* [Excerpted passage]:
• • • •
There are trillions of microbes living on and inside your body including bacteria, viruses, and fungi. Your gut hosts a majority of these microbes and is referred to as the gut microbiome. Although many different kinds of microbes are present in the gut, bacteria are the most well-studied species. Some bacteria are linked to diseases, but there are beneficial bacteria in your gut that are extremely important for various functions in the body. A healthy gut microbiome plays a role in regulating several functions such as nutrient and drug metabolism, immunomodulation, maintenance of intestinal barrier, and protection against pathogens.
What’s more, there are about 1,000 different species of bacteria in the human gastrointestinal tract, and each of them has a different function to play. The gut microbes weigh about 1-2 kg, which is comparable to the weight of your brain. They work together as another organ in the body that’s critical for your health.
• • • •
* [Dataset entries]:
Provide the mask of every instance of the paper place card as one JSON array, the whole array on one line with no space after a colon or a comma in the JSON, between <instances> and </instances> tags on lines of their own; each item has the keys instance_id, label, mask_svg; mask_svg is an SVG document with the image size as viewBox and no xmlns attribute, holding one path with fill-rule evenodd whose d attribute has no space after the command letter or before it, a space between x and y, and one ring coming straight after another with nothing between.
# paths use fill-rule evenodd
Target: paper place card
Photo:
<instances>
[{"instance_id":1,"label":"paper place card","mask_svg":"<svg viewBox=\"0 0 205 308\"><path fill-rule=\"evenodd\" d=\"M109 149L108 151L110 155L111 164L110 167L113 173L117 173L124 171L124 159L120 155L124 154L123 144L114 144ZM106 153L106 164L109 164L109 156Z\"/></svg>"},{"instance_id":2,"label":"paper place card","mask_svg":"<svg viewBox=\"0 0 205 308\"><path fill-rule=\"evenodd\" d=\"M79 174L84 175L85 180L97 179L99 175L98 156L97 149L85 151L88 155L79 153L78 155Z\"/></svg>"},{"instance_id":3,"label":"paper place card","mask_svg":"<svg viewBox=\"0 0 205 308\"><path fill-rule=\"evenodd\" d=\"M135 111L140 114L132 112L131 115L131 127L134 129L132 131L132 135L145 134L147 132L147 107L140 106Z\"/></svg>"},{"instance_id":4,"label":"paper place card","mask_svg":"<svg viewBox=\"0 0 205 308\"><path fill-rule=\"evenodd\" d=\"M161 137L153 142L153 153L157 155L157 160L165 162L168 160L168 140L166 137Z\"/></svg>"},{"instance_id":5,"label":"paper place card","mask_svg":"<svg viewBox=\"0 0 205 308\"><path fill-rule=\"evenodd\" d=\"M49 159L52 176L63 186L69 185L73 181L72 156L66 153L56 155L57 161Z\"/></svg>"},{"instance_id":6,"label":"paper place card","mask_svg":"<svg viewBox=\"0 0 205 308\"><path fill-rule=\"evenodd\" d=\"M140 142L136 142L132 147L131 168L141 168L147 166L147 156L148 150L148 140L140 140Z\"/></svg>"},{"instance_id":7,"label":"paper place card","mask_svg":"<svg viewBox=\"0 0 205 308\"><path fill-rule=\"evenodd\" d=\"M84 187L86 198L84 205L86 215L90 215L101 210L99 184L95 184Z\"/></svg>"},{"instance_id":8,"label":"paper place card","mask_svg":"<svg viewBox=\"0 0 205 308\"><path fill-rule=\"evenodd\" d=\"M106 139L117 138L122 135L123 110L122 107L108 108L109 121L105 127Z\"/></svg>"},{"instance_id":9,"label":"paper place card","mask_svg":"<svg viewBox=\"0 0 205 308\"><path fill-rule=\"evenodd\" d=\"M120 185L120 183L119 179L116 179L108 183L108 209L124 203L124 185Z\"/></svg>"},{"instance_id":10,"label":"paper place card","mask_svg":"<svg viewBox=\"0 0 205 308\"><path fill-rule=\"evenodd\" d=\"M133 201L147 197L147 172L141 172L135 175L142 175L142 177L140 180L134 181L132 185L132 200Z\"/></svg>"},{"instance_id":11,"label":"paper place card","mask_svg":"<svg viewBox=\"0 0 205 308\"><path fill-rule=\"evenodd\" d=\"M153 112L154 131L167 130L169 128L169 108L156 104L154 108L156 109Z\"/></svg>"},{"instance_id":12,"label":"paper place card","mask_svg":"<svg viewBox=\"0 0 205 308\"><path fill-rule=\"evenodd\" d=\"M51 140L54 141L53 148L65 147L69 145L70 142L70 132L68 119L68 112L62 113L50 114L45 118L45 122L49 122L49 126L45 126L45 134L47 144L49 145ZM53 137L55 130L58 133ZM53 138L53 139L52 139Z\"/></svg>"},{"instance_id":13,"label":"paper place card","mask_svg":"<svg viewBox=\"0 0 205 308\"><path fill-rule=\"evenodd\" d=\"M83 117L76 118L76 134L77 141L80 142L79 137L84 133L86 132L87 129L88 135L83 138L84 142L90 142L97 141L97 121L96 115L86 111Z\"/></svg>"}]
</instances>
• • • •
* [What you should do]: Summarize the text about the gut microbiome in two sentences.

* [Response to the task]: Trillions of microbes live on and inside the body, and most of them are in the gut, where bacteria are the most studied and many are beneficial. About 1,000 species of bacteria in the gut, weighing roughly as much as the brain, work together like another organ to help with metabolism, immunity, the intestinal barrier, and protection against pathogens.